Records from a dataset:
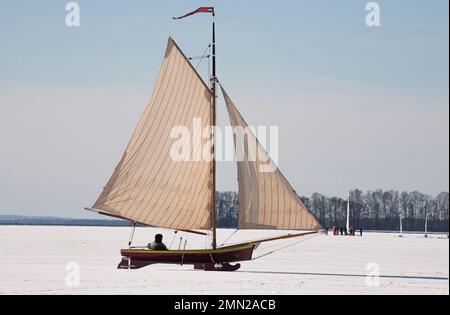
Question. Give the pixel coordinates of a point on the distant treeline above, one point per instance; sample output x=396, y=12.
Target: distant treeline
x=371, y=210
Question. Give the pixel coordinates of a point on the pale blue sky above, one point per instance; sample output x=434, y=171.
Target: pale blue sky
x=357, y=106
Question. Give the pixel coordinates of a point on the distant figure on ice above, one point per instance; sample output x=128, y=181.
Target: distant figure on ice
x=157, y=244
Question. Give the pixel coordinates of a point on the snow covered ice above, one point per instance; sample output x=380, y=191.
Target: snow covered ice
x=35, y=261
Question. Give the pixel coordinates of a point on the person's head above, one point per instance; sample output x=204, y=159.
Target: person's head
x=158, y=238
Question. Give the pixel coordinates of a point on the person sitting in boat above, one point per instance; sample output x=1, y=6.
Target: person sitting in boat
x=157, y=244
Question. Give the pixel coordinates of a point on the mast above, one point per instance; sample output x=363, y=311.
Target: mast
x=348, y=212
x=213, y=104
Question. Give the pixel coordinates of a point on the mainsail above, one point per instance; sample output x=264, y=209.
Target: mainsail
x=266, y=199
x=148, y=186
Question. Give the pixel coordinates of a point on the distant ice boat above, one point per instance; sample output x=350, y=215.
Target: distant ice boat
x=149, y=188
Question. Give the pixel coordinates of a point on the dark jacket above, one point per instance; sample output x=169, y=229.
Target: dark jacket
x=157, y=246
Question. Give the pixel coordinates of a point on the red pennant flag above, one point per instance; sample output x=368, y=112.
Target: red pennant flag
x=199, y=10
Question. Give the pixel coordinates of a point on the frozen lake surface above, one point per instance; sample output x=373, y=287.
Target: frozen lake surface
x=34, y=261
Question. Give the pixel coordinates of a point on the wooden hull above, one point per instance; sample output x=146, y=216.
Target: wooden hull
x=202, y=259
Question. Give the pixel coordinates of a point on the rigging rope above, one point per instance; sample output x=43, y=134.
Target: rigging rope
x=287, y=246
x=173, y=240
x=205, y=55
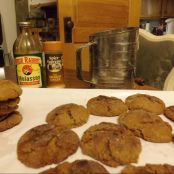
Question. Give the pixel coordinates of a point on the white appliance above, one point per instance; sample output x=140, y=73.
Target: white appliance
x=170, y=26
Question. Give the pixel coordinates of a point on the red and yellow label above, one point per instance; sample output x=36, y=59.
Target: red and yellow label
x=29, y=71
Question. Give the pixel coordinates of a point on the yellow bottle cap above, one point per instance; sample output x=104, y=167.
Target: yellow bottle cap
x=52, y=46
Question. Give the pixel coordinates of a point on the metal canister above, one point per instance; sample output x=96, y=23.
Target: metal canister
x=53, y=64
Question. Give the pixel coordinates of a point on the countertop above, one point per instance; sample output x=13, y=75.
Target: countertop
x=71, y=81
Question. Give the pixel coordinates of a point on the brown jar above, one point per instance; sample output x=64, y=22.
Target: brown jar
x=53, y=64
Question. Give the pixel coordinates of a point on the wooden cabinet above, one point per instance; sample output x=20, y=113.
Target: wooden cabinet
x=90, y=16
x=151, y=9
x=156, y=9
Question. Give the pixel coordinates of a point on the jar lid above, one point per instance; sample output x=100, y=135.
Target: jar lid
x=52, y=46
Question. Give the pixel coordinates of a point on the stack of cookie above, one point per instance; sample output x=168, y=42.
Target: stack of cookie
x=9, y=99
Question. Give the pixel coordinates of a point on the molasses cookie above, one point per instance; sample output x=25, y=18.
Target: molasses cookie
x=147, y=125
x=169, y=112
x=106, y=106
x=9, y=121
x=145, y=102
x=149, y=169
x=9, y=90
x=46, y=144
x=78, y=167
x=68, y=116
x=111, y=144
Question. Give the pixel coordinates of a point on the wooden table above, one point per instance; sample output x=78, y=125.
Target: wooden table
x=71, y=81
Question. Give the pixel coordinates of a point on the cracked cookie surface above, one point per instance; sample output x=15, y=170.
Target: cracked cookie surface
x=46, y=144
x=169, y=112
x=111, y=144
x=146, y=102
x=78, y=167
x=68, y=116
x=149, y=169
x=106, y=106
x=147, y=125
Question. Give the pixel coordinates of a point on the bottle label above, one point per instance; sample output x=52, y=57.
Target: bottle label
x=29, y=70
x=54, y=69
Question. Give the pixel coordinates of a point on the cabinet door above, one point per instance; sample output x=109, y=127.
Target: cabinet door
x=151, y=9
x=90, y=16
x=168, y=8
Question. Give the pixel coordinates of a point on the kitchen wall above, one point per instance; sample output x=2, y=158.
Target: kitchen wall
x=7, y=10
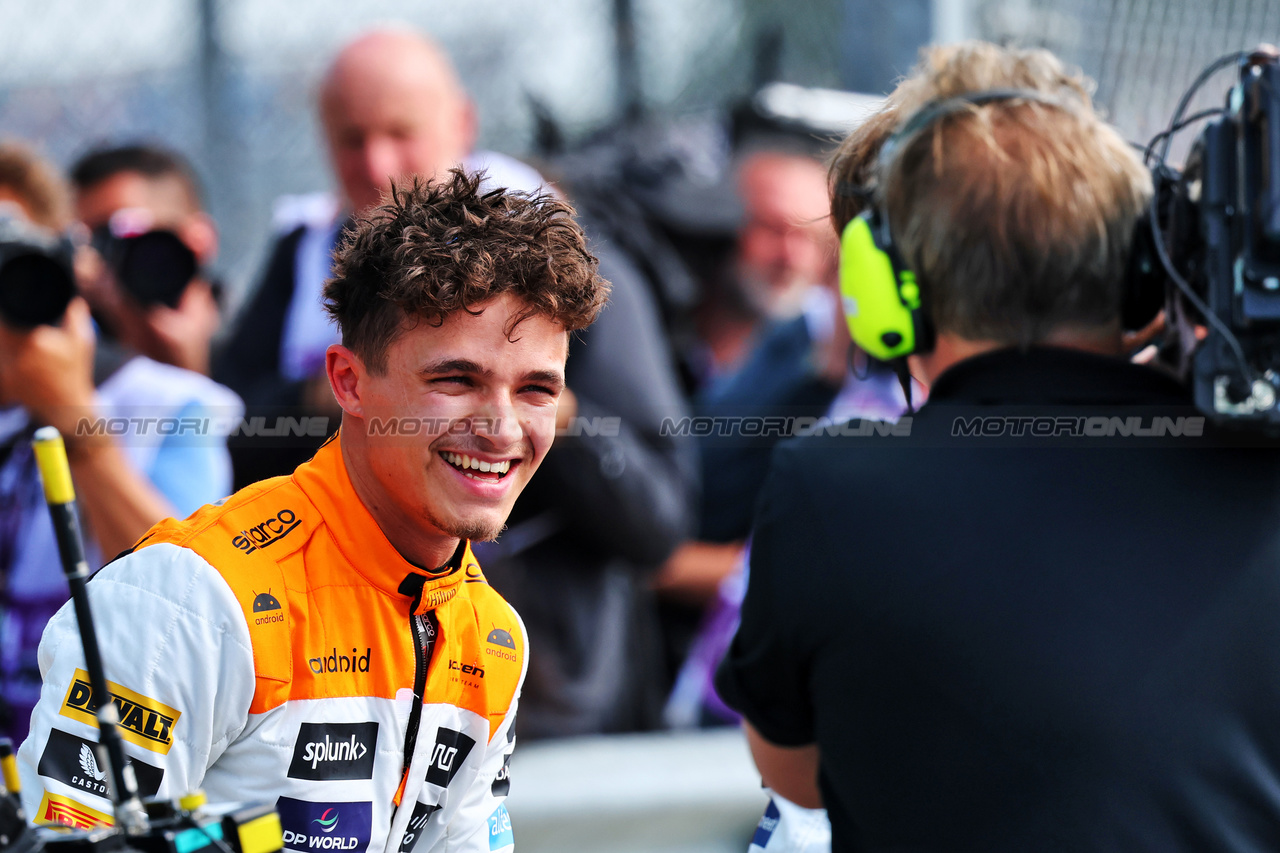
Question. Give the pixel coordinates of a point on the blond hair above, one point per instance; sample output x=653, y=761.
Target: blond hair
x=37, y=183
x=1018, y=214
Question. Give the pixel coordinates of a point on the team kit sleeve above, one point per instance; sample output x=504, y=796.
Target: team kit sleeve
x=179, y=667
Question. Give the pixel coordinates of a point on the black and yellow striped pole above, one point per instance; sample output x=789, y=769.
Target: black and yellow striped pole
x=60, y=495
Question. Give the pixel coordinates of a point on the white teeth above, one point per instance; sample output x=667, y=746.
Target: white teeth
x=464, y=461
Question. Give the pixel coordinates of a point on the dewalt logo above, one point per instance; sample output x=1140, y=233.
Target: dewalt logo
x=144, y=721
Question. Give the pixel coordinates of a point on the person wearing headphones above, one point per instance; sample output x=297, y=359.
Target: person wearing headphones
x=1000, y=628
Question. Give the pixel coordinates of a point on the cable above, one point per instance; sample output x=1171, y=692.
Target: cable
x=1176, y=123
x=1147, y=150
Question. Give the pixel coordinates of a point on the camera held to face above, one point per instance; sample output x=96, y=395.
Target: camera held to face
x=37, y=277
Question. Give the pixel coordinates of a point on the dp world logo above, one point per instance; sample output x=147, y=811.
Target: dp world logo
x=328, y=821
x=316, y=826
x=447, y=756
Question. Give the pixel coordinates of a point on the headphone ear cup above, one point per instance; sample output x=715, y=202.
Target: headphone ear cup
x=881, y=300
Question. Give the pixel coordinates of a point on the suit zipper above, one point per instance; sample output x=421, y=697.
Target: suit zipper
x=425, y=629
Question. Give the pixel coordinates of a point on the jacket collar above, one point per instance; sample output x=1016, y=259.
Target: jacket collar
x=366, y=548
x=1048, y=375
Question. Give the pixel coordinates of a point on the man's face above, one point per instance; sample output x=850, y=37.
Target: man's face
x=462, y=398
x=387, y=118
x=163, y=199
x=785, y=243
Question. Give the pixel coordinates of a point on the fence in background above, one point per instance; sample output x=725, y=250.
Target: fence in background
x=231, y=82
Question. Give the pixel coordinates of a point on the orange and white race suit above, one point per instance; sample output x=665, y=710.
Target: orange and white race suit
x=277, y=648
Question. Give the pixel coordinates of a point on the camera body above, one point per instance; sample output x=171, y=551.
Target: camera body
x=37, y=277
x=1225, y=222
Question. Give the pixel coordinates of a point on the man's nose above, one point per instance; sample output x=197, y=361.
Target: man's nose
x=499, y=423
x=380, y=160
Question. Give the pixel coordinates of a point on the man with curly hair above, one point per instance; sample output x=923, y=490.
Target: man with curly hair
x=328, y=638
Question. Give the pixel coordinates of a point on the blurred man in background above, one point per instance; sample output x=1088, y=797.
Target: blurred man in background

PROBLEM DESCRIPTION
Rewrite the listing above, starting at its beginning and ending at the line that contains "x=371, y=210", with the requests left unchanged and every coordinate in the answers scaled by 2.55 and rounded to a whole number, halves up. Leave the pictures out of your answer.

RESPONSE
Question. Give the pixel coordinates of a point on the distant treeline above, one point per instance; sample output x=396, y=12.
Target: distant treeline
x=946, y=536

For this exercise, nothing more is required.